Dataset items
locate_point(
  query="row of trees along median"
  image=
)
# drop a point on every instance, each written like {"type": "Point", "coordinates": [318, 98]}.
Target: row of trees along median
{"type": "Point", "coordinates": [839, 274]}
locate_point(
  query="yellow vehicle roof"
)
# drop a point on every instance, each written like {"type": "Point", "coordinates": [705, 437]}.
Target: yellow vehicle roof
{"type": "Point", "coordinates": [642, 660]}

__Directions for this task__: Please rewrite the records above, replacing every "Target" with "Object" and keeping everything else unchanged.

__Output for this exercise__:
locate_point(
  query="row of trees along median"
  image=
)
# drop a point on every instance, each written like {"type": "Point", "coordinates": [318, 98]}.
Object: row of trees along median
{"type": "Point", "coordinates": [839, 274]}
locate_point(
  query="yellow vehicle roof"
)
# drop a point on every instance, each written like {"type": "Point", "coordinates": [705, 437]}.
Object: yellow vehicle roof
{"type": "Point", "coordinates": [642, 660]}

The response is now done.